[begin GIVEN PASSAGE]

If you have an M10000 board, you could also use the actual .config file I used to get started. This leaves out quite a lot of support for all sorts of things, but it's a good starting point, as it's dead simple. This config file is for the 2.4.21-rc7-ac1 kernel, but you should be able to use it with more or less any 2.4-series kernel, provided you do a make oldconfig after you copy it to .config.

Configure your kernel and build it. Then copy it to /tftpboot/miyu-kernel, or whatever you want to call it. This is the name in the kernel ... line in your PXELINUX configuration file.

I've configured my system so that the config file points to a symlink, so I can keep multiple kernel versions if I want to: see the tree, above, to see the exact setup.

You should now be able to test your configuration to this point. Start up the client machine, and you should see PXELINUX start up, load a kernel, and run it. The kernel will initialise its device drivers, and then come to a screeching halt because it can't find its root filesystem. This is what we work on next.

NFS

The next thing to do is to set up an NFS server to host the root filesystem of miyu. This, like TFTP, requires a directory tree in which to set up the filesystem. I've put mine in the /usr/local/share/netboot/miyu/ directory, right next to the TFTP tree.

I use the user-space NFS server shipped with Debian (as nfs-user-server). Basically, I installed the package, and configured /etc/exports to look like this:

# /etc/exports: the access control list for filesystems which may be exported
#       to NFS clients.  See exports(5).
/usr/local/share/netboot/miyu   miyu(rw)

This exports the directory for miyu's root filesystem to miyu only, in a writable state.

Root filesystem

Now, we need some contents for the root filesystem. I tried it with Debian first, which is pretty easy, but caused me some problems with the network boot, and it's all too complicated for what I wanted the machine for anyway. I've left my incomplete notes on installing Debian anyway, if you want to see them.

[end GIVEN PASSAGE]
[begin DATA EXCERPTS]

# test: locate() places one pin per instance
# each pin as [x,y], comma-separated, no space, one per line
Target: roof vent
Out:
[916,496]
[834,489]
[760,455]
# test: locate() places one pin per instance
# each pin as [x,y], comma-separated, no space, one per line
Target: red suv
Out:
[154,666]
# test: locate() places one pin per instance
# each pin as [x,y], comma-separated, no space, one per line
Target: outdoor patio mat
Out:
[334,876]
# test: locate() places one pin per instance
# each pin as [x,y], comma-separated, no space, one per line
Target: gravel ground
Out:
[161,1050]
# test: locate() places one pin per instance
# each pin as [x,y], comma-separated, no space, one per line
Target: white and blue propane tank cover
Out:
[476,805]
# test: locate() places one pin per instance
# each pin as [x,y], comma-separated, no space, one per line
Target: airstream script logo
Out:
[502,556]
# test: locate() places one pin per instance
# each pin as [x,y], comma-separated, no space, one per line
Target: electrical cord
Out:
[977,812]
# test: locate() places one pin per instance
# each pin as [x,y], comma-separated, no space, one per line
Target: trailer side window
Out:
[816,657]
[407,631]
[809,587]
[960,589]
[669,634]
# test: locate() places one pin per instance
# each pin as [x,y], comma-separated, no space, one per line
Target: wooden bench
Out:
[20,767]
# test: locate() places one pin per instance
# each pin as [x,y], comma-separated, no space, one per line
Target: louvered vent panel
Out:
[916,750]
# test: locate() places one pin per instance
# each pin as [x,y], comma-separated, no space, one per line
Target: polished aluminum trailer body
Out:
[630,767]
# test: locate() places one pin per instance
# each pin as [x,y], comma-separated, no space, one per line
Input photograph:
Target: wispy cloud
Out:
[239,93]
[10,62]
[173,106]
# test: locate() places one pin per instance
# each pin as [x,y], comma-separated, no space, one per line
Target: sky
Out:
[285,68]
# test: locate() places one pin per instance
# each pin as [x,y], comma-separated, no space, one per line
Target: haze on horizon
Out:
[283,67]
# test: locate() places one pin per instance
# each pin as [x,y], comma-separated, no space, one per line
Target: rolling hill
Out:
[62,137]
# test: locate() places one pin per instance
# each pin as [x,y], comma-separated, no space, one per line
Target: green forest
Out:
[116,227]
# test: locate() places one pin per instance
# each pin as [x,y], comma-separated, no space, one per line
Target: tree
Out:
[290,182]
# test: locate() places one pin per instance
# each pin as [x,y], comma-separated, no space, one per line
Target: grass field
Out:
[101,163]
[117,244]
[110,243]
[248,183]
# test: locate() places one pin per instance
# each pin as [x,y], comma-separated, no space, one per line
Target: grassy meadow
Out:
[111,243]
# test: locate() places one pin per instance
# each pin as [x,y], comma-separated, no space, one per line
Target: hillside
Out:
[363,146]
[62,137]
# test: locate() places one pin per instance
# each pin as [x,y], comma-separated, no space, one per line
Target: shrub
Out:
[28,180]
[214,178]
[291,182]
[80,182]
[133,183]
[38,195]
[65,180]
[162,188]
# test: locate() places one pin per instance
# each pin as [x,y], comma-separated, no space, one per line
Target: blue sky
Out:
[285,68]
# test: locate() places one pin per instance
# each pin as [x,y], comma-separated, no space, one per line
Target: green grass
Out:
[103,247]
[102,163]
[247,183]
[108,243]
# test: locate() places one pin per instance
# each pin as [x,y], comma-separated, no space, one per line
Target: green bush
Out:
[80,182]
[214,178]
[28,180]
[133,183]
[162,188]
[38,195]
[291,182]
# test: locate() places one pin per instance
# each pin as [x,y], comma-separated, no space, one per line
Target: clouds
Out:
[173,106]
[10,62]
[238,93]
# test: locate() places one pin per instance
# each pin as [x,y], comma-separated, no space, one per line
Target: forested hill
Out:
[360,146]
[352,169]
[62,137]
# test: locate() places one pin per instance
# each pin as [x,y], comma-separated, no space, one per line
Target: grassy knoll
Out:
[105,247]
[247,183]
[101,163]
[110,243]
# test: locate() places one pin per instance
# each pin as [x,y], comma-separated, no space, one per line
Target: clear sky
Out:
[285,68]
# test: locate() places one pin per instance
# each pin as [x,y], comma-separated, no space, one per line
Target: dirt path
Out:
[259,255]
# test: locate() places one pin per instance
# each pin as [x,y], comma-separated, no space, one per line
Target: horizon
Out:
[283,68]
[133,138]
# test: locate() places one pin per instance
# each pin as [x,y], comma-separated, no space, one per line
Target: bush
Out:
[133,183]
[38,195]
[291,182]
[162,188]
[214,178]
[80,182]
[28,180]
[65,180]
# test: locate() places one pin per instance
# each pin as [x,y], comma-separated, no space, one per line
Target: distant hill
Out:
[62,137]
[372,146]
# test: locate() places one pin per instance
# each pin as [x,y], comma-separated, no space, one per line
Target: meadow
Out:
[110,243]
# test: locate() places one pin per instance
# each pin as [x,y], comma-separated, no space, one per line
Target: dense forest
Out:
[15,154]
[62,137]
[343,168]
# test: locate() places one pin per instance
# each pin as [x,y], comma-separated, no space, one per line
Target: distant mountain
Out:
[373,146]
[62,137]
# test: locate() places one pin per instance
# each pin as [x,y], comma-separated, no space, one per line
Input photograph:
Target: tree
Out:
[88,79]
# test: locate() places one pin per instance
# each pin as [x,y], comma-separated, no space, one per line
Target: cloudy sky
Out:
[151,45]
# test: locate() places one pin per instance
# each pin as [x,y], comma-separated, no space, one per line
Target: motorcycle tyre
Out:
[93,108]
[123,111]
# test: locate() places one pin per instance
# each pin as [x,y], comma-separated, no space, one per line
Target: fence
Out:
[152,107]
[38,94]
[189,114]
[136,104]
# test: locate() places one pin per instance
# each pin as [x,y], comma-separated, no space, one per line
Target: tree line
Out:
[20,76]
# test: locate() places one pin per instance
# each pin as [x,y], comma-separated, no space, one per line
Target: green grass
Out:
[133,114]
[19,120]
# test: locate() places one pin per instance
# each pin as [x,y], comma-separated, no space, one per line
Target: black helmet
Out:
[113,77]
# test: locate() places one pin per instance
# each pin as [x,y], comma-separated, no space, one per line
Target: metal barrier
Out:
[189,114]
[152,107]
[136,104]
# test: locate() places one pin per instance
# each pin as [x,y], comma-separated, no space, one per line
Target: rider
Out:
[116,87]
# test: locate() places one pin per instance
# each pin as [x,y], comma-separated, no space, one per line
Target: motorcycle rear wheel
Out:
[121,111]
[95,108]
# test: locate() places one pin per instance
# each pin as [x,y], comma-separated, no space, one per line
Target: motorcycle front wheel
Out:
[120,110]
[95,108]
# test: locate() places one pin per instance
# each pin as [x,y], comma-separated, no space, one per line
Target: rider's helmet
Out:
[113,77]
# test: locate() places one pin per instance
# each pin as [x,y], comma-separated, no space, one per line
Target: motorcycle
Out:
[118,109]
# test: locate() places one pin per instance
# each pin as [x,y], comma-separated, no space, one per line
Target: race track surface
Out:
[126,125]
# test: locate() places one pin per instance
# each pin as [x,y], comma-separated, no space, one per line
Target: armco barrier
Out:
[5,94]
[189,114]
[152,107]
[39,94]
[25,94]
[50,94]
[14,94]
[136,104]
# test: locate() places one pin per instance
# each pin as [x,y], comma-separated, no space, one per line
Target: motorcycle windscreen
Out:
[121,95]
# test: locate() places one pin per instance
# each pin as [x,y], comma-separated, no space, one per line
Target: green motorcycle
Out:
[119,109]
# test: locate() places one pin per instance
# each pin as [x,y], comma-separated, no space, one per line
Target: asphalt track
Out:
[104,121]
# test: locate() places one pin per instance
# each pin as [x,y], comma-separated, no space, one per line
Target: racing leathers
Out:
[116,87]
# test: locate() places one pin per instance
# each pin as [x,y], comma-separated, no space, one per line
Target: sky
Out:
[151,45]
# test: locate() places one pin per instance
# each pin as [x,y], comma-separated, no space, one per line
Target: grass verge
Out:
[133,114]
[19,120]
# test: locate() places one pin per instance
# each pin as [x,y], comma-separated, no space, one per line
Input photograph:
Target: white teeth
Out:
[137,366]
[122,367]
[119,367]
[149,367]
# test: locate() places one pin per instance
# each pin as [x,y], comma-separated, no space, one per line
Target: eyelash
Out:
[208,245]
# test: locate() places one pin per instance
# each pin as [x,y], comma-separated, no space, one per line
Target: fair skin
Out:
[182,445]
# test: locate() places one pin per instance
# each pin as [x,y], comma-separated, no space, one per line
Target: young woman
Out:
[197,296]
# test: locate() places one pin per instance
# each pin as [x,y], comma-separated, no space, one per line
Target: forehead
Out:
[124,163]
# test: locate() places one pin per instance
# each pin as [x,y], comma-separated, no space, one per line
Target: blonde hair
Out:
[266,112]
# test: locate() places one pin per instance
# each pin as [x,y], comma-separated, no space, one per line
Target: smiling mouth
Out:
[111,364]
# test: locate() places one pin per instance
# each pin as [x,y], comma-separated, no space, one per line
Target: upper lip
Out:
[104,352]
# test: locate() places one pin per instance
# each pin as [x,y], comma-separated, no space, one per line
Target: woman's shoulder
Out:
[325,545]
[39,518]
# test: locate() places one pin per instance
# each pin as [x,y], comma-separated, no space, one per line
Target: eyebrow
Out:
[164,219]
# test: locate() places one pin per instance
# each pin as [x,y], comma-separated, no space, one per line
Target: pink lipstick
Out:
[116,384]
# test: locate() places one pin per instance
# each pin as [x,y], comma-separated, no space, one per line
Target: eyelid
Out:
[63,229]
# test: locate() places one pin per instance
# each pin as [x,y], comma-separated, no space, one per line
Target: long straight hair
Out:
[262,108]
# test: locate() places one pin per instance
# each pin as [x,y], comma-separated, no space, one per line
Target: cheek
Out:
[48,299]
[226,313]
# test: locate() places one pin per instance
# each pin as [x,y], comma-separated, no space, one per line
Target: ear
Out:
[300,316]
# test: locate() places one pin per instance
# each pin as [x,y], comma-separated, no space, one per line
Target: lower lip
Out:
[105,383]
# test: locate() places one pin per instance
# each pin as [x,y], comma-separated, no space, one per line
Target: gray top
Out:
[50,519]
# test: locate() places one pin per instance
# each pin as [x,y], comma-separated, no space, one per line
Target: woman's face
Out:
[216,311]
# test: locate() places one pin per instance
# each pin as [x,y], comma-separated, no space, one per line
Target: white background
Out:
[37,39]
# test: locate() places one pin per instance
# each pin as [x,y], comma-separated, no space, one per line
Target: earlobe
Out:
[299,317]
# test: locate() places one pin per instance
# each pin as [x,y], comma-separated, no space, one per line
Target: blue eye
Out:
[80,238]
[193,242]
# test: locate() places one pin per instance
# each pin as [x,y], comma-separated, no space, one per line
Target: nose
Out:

[end DATA EXCERPTS]

**DIRECTIONS**: Continue the network-boot walkthrough from where it stops.

**RESPONSE TO THE TASK**:
After my abortive attempt with Debian, I installed Core Linux, which is a very nice minimal distribution with just enough in it to bootstrap whatever you want. There are excellent instructions on how to do things in Core Linux from Tony Whitmore. I used his installation instructions for guidance, and hacked it around a bit until it worked.

A lot of the Core Linux install guide is unnecessary to use, since we've got a working Linux machine to work from anyway, and a working kernel. So, here's what I did. First, mount the Core Linux CD image on the server with a loopback mount:

mount core_iur_disk-1.iso /cdrom -o loop

Now, the tools on the Core CD expect the CD to be mounted as the root filesystem, which in this case it isn't, so you need to… err… fiddle things a little. In this case, we basically rework the Core install script.

export PATH=$PATH:/cdrom/bin:/cdrom/sbin
install_core /usr/local/share/netboot/miyu

(lots of errors ensue)

cd /usr/local/share/netboot/miyu; for f in /cdrom/pkgs/core_*; do corepk
g -i $f /usr/local/share/netboot/miyu; done

This installs the base Core Linux distribution in the right place. You can then continue reading Tony's guide from Configure boot settings. I just ignored the bits about backing up and about lilo, since

we don't use lilo,
all of the config files are already on a machine which boots properly, so we can fix any problems on the server, and
I'm a dangerous lunatic who doesn't back up often enough.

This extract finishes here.